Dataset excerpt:
○ ○ ○

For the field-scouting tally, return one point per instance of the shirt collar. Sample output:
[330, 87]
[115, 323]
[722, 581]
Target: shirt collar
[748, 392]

○ ○ ○

What is being asked:
Quote every line of the records above verbatim, in the same order.

The completed task:
For the field-scouting tally, return one point per instance of the shirt collar. Sample output:
[330, 87]
[115, 323]
[722, 581]
Target: shirt collar
[748, 392]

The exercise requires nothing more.